[DATA FOR THIS EXERCISE Boundary: Start]

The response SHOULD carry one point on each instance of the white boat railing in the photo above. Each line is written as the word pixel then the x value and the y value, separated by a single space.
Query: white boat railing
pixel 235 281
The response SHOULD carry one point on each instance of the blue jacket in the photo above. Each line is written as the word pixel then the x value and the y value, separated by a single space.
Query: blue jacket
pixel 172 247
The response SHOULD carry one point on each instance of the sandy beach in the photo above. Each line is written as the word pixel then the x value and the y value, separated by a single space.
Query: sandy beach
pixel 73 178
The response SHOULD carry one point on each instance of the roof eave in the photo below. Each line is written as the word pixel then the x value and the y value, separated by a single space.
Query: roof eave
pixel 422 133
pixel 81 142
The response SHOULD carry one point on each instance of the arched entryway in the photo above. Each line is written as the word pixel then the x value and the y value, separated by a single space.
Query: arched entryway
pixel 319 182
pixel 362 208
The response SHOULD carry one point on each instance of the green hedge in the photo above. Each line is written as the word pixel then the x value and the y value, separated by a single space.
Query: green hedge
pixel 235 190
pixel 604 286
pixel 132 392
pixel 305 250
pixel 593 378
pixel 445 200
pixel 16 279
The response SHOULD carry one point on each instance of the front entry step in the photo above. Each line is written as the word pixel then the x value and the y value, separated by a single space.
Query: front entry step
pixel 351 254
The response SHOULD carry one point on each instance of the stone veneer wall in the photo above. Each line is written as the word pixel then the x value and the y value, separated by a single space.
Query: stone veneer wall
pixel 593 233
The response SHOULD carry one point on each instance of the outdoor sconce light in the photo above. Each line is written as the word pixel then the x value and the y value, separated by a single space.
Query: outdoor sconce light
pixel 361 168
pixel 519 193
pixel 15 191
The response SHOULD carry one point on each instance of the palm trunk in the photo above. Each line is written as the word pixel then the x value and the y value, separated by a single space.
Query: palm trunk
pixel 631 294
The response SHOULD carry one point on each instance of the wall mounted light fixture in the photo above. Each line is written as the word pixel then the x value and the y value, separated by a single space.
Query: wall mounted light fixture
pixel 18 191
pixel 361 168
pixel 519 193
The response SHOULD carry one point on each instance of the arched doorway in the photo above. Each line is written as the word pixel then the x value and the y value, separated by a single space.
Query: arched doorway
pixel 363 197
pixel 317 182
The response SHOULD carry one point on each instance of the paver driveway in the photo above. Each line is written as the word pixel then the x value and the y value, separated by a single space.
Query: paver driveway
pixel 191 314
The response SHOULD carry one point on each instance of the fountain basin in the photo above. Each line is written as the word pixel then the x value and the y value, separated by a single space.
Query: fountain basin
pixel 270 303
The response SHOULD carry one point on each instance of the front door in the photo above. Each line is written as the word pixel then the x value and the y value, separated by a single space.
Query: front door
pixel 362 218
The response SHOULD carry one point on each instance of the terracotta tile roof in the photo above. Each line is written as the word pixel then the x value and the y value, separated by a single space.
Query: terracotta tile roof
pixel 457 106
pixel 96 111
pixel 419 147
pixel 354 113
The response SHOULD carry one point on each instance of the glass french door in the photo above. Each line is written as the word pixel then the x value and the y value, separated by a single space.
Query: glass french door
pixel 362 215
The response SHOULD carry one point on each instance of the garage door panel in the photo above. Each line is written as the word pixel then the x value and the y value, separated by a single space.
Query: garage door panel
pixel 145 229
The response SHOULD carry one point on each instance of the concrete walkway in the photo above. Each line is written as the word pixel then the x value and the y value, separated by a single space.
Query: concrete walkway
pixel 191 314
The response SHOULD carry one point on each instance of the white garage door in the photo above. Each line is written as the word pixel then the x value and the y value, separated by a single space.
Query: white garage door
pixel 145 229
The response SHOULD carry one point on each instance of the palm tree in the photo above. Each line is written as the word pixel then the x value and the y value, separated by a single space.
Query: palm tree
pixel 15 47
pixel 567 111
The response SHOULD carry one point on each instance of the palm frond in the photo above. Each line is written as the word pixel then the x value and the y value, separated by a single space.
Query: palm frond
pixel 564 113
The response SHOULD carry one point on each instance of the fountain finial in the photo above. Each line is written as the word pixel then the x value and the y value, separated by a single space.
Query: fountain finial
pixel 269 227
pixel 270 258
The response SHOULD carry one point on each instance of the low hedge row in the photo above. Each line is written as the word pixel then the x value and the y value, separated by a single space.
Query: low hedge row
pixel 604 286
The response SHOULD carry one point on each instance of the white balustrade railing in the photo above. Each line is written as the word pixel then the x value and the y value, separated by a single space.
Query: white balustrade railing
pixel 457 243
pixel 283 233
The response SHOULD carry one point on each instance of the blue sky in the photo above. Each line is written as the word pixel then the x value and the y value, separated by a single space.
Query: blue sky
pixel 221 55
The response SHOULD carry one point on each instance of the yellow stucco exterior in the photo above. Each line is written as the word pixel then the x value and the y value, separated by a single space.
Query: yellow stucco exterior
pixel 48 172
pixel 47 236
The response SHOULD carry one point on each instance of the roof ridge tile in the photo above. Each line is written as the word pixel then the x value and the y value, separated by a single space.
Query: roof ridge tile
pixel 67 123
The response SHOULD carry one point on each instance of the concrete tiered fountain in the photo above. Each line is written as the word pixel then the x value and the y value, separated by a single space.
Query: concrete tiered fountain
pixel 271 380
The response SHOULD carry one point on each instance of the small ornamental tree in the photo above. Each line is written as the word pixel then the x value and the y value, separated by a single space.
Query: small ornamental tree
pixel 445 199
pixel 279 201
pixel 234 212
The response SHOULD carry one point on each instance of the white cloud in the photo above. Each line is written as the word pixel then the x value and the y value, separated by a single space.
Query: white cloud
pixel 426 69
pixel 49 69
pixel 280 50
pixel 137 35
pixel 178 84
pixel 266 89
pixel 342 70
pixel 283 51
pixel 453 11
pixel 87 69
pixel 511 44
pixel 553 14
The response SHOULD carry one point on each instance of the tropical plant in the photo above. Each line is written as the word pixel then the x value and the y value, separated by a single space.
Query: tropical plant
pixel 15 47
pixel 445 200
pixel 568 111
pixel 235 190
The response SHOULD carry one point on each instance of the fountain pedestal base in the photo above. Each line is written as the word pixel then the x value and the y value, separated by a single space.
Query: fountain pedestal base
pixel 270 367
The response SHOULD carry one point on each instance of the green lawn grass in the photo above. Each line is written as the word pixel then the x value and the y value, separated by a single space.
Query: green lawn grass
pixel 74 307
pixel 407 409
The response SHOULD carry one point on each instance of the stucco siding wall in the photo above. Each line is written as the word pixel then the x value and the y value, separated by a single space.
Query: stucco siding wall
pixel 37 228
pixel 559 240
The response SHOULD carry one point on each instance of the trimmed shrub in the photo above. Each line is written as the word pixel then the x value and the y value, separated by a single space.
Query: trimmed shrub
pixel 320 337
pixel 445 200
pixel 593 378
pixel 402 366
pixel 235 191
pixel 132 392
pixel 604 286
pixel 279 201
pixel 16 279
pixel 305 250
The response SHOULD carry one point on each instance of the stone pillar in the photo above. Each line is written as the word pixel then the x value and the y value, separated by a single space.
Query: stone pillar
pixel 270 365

[DATA FOR THIS EXERCISE Boundary: End]

■ TRY IT
The full listing is to be printed again exactly as it stands.

■ SOLUTION TO THIS EXERCISE
The response SHOULD carry one point on each instance of the white boat railing in the photo above. Each line is written as the word pixel then the x value and the y value, separated by a single space.
Query: white boat railing
pixel 235 281
The response SHOULD carry one point on each instance of the blue jacket in the photo above. Each line is written as the word pixel then the x value and the y value, separated by a single space.
Query: blue jacket
pixel 172 247
The response SHOULD carry one point on each instance of the sandy beach in the photo above. Each line is written as the word pixel then the x value and the y value, separated by a single space.
Query: sandy beach
pixel 73 178
The response SHOULD carry one point on each instance of the roof eave in the photo below. Each line is written as the word pixel then the x value and the y value, separated by a single space.
Query: roof eave
pixel 422 133
pixel 81 142
The response SHOULD carry one point on each instance of the arched entryway in the photo above. Each line is written as the word pixel then the x value and the y value, separated by a single space.
Query: arched entryway
pixel 319 182
pixel 362 208
The response SHOULD carry one point on each instance of the green hedge in the photo above. Each line is written as the word pixel then the x value and the y value, separated by a single space.
Query: green hedge
pixel 235 190
pixel 604 286
pixel 132 392
pixel 305 250
pixel 593 378
pixel 445 200
pixel 16 279
The response SHOULD carry one point on each instance of the front entry step in the photo above. Each line is written as the word pixel then the x value and the y value, separated by a single space.
Query: front entry step
pixel 351 254
The response SHOULD carry one point on each instance of the stone veneer wall in the photo above. Each line is written as the word pixel then the x value and the y value, separated by a single space.
Query: stone veneer wall
pixel 593 233
The response SHOULD carry one point on each instance of the outdoor sconce light in the photo above. Each line is written as the word pixel then the x value and the y value, separated by a single space.
Query: outdoor sconce light
pixel 361 168
pixel 519 193
pixel 15 191
The response SHOULD carry one point on each instance of the palm trunk in the photo above. Each line is written as the word pixel then the x value and the y value, separated by a single space.
Query: palm trunk
pixel 631 294
The response SHOULD carry one point on each instance of the wall mounted light fixture in the photo above. Each line is written as the word pixel then the x value and the y value, separated by a single space.
Query: wall mounted light fixture
pixel 18 191
pixel 361 168
pixel 519 193
The response SHOULD carry one point on each instance of the arched doorway in the photo above. Each line is written as the word pixel then the x value and the y value, separated by a single space.
Query: arched doorway
pixel 363 197
pixel 317 182
The response SHOULD carry one point on each instance of the paver driveway in the photo above. Each line is written as the word pixel then the x value and the y value, separated by a single space.
Query: paver driveway
pixel 191 314
The response SHOULD carry one point on each instance of the fountain basin in the photo above. Each line is written as the word pixel then the x value and the y value, separated by a single space.
Query: fountain basin
pixel 270 303
The response SHOULD carry one point on each instance of the front door in the photo above. Each line is written as the word pixel then the x value and the y value, separated by a single space.
Query: front door
pixel 362 218
The response SHOULD carry one point on each instance of the terracotta tile roof in the photo above. Each line is written as the word pixel then the x value and the y value, separated by a single space.
Query: terracotta tile roof
pixel 457 106
pixel 96 111
pixel 419 147
pixel 354 113
The response SHOULD carry one point on each instance of the glass french door in the photo above. Each line is written as the word pixel then the x value and the y value, separated by a single space.
Query: glass french door
pixel 362 215
The response SHOULD carry one point on each instance of the garage door panel in the photo above. Each line is written as the word pixel then the x value and the y value, separated by a single space.
Query: garage door panel
pixel 145 229
The response SHOULD carry one point on each instance of the concrete walkway in the photo above. Each line is written as the word pixel then the x value and the y value, separated by a single space.
Query: concrete walkway
pixel 191 314
The response SHOULD carry one point on each instance of the white garage door in the photo above. Each line is written as the word pixel then the x value and the y value, separated by a single space.
Query: white garage door
pixel 145 229
The response SHOULD carry one point on each instance of the palm tree in the photo above. Each line is written as the word pixel then the x value and the y value, separated by a single space.
Query: palm tree
pixel 15 47
pixel 567 111
The response SHOULD carry one point on each instance of the palm frond in the photo above. Each line is written as the word pixel then the x value and the y value, separated by a single space.
Query: palm frond
pixel 564 113
The response SHOULD carry one point on each instance of the fountain finial in the photo above. Each line is written as the word pixel then the x value and the y value, separated by a single space.
Query: fountain finial
pixel 269 227
pixel 270 258
The response SHOULD carry one point on each instance of the low hedge row in the photo above. Each line is written as the word pixel then the x value and the y value, separated by a single space.
Query: low hedge row
pixel 604 286
The response SHOULD carry one point on each instance of the white balustrade railing in the photo above. Each line is written as the word pixel then the x value and the y value, separated by a single space.
Query: white balustrade railing
pixel 457 243
pixel 283 233
The response SHOULD carry one point on each instance of the blue sky in the photo above. Each line is written as the word pixel then the x value and the y value, separated by a single space.
Query: blue sky
pixel 221 55
The response SHOULD carry one point on each instance of the yellow stucco exterior in the photo above. Each line is written as the word pixel then the x value and the y value, separated by a single space.
Query: yellow stucco exterior
pixel 48 172
pixel 47 236
The response SHOULD carry one point on each instance of the roof ridge tile in the photo above. Each line is written as the word pixel then the x value and the y value, separated by a single space.
Query: roof ridge tile
pixel 67 123
The response SHOULD carry one point on each instance of the concrete tiered fountain in the photo above. Each line is written as the word pixel then the x value and the y value, separated by a single space.
Query: concrete tiered fountain
pixel 271 380
The response SHOULD carry one point on each instance of the small ornamental tree in the photo above. Each line is written as the word pixel then the x value and the y value, separated by a single space.
Query: small ornamental tree
pixel 445 199
pixel 279 201
pixel 234 212
The response SHOULD carry one point on each instance of the white cloud in the photo above. Each line is written as the word pixel then the x value and the y value, separated by a single space.
Query: white cloud
pixel 426 69
pixel 49 69
pixel 280 50
pixel 137 35
pixel 178 84
pixel 266 89
pixel 342 70
pixel 283 51
pixel 453 11
pixel 87 69
pixel 511 44
pixel 553 14
The response SHOULD carry one point on each instance of the tropical plant in the photo above. Each line is written as the word pixel then the x value and the y value, separated by a single space.
Query: tropical plant
pixel 15 47
pixel 445 200
pixel 568 111
pixel 235 190
The response SHOULD carry one point on each instance of the fountain pedestal base in the photo above. Each line is written as the word pixel then the x value and the y value, separated by a single space.
Query: fountain pedestal base
pixel 270 367
The response SHOULD carry one point on each instance of the green lawn grass in the photo above. Each line is written as the word pixel then the x value and the y value, separated by a single space.
Query: green lawn grass
pixel 74 307
pixel 407 409
The response SHOULD carry one point on each instance of the stucco siding wall in the photo above. Each line is written as the word pixel then the x value and the y value, separated by a single space.
Query: stucco siding wall
pixel 37 228
pixel 559 240
The response SHOULD carry one point on each instance of the trimmed shrub in the photo above. Each line is written as the word pixel then the x value and the y value, separated by a single space.
Query: trimmed shrub
pixel 320 337
pixel 445 200
pixel 593 378
pixel 402 366
pixel 235 191
pixel 132 392
pixel 604 286
pixel 279 201
pixel 16 279
pixel 305 250
The response SHOULD carry one point on each instance of the stone pillar in the photo above. Each line is written as the word pixel then the x value and the y value, separated by a single space.
Query: stone pillar
pixel 270 365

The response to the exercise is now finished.